La situation est différente dans le cas d’un traitement œstroprogestatif. Sous CEE + MPA, le risque de cancer du sein n’est pas augmenté chez les premières utilisatrices pendant les 5,6 premières années de traitement. Le risque commence ensuite à augmenter. Sous CEE + MPA, neuf cas de cancer du sein invasif de plus pour 10 000 femmes-années ont été observés dans la WHI que dans le groupe témoin, après une période d’observation cumulée de 13 ans. En revanche, l’E2 + acétate de noréthistérone (NETA) dans la DOPS n’a pas augmenté le risque de cancer du sein pendant la période d’observation de 16 ans. La progestérone micronisée et la dydrogestérone combinées à un œstrogène peuvent être associées à un risque plus faible que les progestatifs synthétiques. L’ampleur de l’augmentation du risque sous un traitement combiné œstroprogestatif dépend donc du type de progestatif utilisé et de la durée d’application.
Mortalité
Les méta-analyses, les essais contrôlés randomisés et les études d’observation démontrent tous une réduction de la mortalité globale lorsque les participantes à l’étude ont reçu une monothérapie à base d’œstrogènes à dose moyenne avant l’âge de 60 ans ou au cours des dix premières années postménopausiques (“fenêtre favorable”). Dans la DOPS, la mortalité totale n’a pas diminué de manière significative sous E2 et sous E2 + NETA. A l’inverse, la NHS montre, en accord avec d’autres études, que l’ovariectomie bilatérale prophylactique est associée à une augmentation de la mortalité à long terme chez les femmes de moins de 50 ans. Sous monothérapie œstrogénique, après 13 ans (WHI) ou 16 ans (DOPS) d’observation, la mortalité totale, la mortalité cardiaque et la mortalité par cancer du sein ont été significativement réduites.

================================

-- À VOUS --
Résumez l'extrait en deux phrases. Veuillez vous appuyer uniquement sur l'extrait.

-- DONNÉES AFFICHÉES --
================================

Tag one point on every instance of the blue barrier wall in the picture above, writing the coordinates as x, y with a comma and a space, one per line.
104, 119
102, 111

================================

-- RÉPONSE --
Sous traitement œstroprogestatif, l'augmentation du risque de cancer du sein dépend du type de progestatif et de la durée d'application : le CEE + MPA l'accroît après les 5,6 premières années, alors que l'E2 + NETA ne l'a pas augmenté dans la DOPS. Une monothérapie œstrogénique à dose moyenne reçue avant 60 ans ou dans les dix premières années postménopausiques réduit la mortalité globale, tandis que l'ovariectomie bilatérale prophylactique est associée à une hausse de la mortalité à long terme chez les femmes de moins de 50 ans.